[start of Material]
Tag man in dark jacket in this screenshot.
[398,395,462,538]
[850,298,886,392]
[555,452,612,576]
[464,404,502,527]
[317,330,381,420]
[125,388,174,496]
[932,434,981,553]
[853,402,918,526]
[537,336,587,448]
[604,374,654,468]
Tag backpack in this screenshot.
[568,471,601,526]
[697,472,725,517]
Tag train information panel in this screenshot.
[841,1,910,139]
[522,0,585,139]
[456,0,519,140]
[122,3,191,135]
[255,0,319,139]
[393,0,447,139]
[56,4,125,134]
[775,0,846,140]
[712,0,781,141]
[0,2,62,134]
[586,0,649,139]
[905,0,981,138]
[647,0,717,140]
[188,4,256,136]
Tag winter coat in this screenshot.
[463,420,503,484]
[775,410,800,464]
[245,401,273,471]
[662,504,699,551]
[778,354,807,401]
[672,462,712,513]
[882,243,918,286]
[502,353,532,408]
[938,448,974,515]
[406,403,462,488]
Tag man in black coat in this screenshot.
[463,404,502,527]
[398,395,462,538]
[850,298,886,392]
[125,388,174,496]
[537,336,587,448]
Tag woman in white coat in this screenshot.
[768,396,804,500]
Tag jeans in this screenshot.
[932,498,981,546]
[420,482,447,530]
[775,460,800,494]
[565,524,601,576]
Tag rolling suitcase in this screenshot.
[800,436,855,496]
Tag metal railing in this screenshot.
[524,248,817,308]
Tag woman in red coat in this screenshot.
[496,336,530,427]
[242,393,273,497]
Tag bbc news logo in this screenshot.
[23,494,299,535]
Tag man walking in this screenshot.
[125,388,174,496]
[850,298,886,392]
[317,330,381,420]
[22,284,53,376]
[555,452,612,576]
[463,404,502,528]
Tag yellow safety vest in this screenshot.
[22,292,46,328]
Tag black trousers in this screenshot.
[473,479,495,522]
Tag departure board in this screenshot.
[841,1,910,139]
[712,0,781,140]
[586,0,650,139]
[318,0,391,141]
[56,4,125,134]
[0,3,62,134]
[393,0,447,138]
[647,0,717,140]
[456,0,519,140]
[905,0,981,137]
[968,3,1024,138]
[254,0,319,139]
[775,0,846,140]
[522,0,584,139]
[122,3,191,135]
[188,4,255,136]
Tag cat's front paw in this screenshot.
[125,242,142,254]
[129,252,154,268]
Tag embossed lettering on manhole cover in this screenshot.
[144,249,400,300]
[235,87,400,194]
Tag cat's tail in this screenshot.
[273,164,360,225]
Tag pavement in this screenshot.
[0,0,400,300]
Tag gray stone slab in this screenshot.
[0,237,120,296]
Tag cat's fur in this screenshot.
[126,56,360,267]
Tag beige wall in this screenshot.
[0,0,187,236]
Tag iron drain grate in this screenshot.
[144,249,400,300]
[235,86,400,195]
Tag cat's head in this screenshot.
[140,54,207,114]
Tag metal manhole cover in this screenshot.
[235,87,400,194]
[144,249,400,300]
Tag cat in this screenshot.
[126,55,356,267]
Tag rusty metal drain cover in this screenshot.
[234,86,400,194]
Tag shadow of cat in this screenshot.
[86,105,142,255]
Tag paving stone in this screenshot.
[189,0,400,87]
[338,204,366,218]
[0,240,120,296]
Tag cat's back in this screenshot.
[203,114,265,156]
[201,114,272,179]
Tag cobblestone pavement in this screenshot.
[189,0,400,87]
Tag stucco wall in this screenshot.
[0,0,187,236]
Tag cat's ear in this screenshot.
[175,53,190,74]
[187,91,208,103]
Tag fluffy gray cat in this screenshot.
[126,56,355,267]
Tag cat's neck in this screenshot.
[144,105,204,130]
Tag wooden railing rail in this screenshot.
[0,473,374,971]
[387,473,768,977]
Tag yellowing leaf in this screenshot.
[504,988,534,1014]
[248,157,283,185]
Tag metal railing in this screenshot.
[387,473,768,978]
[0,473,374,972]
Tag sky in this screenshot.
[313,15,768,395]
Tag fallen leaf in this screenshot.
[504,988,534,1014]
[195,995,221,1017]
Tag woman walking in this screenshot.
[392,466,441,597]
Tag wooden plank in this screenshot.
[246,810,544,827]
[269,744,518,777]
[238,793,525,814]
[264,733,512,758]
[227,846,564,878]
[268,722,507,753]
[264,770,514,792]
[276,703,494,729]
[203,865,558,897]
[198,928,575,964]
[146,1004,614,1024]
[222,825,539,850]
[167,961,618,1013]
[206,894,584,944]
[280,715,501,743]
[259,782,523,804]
[end of Material]
> [Instruction]: Number the lines of the listing above, from the one containing "Tag man in black coat in this screenshot." through the one containing "[23,494,299,535]", inclusive, as a list, and skip any blank lines.

> [Response for this exercise]:
1. Tag man in black coat in this screenshot.
2. [463,404,502,527]
3. [398,395,462,538]
4. [850,298,886,392]
5. [125,388,174,496]
6. [537,336,587,448]
7. Tag woman in white coat in this screenshot.
8. [768,396,804,500]
9. Tag jeans in this screenshot.
10. [932,498,981,546]
11. [420,482,447,530]
12. [775,460,800,494]
13. [565,524,601,576]
14. Tag rolling suitcase in this screenshot.
15. [800,436,855,496]
16. Tag metal railing in this screenshot.
17. [524,248,817,308]
18. Tag woman in red coat in this screenshot.
19. [496,336,530,427]
20. [242,393,273,497]
21. Tag bbc news logo in this screenshot.
22. [23,494,299,535]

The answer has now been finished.